------ Excerpted records ------

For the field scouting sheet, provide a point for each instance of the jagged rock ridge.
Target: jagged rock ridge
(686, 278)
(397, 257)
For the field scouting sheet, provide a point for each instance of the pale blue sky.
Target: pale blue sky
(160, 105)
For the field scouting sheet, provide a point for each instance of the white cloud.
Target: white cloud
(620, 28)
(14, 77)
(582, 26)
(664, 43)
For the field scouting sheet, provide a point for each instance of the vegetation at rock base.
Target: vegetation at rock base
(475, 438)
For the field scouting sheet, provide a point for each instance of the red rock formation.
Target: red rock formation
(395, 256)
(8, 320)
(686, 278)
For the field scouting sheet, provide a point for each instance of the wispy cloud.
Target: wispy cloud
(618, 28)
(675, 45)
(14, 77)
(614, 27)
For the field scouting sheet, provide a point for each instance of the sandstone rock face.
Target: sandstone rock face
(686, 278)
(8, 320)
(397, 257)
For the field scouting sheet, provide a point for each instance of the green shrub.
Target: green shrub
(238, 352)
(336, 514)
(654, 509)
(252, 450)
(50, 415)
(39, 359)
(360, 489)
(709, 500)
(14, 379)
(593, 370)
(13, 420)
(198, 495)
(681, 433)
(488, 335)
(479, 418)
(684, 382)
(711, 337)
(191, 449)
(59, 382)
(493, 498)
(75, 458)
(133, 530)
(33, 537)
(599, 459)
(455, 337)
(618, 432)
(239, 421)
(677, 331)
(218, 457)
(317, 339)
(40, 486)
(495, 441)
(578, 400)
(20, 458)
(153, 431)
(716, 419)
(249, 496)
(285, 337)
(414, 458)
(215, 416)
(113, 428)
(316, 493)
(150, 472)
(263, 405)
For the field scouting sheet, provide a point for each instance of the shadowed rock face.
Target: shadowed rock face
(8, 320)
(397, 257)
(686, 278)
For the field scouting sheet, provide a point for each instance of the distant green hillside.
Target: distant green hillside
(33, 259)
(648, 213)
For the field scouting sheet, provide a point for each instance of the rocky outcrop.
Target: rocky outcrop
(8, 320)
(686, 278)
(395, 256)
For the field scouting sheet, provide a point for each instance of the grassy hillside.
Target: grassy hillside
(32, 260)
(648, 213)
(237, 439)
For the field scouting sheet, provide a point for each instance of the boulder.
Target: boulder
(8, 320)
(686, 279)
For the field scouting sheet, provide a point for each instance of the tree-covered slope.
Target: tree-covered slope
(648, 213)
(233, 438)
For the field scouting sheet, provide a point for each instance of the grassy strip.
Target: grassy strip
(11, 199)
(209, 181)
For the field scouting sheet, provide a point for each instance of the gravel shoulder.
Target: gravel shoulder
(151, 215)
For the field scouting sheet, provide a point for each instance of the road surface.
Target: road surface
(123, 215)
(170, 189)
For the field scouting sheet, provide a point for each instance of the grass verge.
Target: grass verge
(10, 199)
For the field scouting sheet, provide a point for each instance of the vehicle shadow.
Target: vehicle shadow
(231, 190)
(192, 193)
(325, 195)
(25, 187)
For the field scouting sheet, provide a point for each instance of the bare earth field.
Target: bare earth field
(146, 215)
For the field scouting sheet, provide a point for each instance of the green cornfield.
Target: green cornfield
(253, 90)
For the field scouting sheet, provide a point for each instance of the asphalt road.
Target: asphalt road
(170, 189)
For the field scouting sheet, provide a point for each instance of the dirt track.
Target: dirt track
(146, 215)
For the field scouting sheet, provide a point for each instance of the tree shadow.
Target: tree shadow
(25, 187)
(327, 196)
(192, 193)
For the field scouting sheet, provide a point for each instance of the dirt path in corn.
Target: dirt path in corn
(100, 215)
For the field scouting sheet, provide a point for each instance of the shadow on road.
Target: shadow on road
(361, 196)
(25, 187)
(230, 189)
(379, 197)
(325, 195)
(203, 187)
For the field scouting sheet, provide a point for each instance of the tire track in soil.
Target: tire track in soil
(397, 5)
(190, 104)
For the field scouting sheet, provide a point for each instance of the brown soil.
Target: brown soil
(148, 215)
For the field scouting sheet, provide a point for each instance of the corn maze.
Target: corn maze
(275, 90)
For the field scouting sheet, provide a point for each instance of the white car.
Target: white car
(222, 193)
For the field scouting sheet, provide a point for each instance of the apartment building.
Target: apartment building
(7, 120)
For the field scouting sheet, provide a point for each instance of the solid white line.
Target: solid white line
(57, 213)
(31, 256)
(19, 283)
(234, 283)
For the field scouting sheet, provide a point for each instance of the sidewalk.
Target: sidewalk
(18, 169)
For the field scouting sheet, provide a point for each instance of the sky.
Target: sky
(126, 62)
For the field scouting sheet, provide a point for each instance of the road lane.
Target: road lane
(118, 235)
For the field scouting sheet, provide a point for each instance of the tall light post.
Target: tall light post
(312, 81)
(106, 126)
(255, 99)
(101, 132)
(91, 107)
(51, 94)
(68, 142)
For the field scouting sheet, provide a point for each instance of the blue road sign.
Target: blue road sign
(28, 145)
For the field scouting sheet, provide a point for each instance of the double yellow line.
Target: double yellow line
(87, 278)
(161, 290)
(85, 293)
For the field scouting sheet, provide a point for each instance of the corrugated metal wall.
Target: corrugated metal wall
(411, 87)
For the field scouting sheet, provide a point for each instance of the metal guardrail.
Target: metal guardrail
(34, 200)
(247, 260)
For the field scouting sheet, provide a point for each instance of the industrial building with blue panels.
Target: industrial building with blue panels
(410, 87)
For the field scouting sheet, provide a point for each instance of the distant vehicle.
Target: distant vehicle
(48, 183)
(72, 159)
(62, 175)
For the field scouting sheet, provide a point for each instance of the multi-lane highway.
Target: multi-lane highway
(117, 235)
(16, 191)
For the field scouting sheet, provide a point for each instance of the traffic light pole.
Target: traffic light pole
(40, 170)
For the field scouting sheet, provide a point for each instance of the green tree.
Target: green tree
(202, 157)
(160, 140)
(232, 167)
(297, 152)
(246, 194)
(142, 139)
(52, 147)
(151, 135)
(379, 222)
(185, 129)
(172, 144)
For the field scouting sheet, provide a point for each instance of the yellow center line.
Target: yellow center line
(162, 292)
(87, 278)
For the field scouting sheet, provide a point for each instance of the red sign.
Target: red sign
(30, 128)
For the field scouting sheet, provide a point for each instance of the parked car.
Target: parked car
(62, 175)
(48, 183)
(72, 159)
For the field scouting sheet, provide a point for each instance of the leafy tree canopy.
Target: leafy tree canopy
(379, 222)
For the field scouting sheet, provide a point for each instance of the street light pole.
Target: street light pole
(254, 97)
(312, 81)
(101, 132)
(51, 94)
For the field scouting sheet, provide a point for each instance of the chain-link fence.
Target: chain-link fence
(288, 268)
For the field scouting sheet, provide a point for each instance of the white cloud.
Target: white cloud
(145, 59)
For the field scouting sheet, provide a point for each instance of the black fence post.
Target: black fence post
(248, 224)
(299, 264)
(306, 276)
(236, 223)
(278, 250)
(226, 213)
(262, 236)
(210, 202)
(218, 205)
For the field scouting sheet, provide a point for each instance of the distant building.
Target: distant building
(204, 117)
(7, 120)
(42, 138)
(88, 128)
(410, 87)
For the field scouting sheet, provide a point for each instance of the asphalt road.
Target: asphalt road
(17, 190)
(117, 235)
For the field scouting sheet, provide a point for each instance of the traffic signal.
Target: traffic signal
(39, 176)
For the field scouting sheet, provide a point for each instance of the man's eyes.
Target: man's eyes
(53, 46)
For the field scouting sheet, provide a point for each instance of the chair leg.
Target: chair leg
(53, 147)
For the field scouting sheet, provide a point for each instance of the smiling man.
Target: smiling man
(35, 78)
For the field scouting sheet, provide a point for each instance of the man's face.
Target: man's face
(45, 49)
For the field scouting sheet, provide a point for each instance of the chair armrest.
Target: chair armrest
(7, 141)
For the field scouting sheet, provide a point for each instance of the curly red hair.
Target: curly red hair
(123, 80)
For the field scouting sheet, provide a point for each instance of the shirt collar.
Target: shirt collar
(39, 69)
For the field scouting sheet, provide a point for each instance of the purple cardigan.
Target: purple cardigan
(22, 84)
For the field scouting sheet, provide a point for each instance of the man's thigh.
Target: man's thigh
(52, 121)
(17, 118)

------

» **Exercise instructions**:
Your answer should be the lines above, from the line containing "the man's face." up to and including the line containing "the man's thigh.", reproduced exactly and with nothing else.

» **Task result**:
For the field scouting sheet, provide a point for each instance of the man's face.
Target: man's face
(45, 49)
For the field scouting sheet, provide a point for each instance of the chair armrest.
Target: chair armrest
(7, 141)
For the field scouting sheet, provide a point for each instance of the curly red hair.
Target: curly red hair
(123, 80)
For the field scouting sheet, provide a point for each instance of the shirt collar.
Target: shirt collar
(39, 69)
For the field scouting sheet, provide a point for each instance of the purple cardigan.
Target: purple cardigan
(22, 84)
For the field scouting sheet, provide a point for each instance of the man's thigh.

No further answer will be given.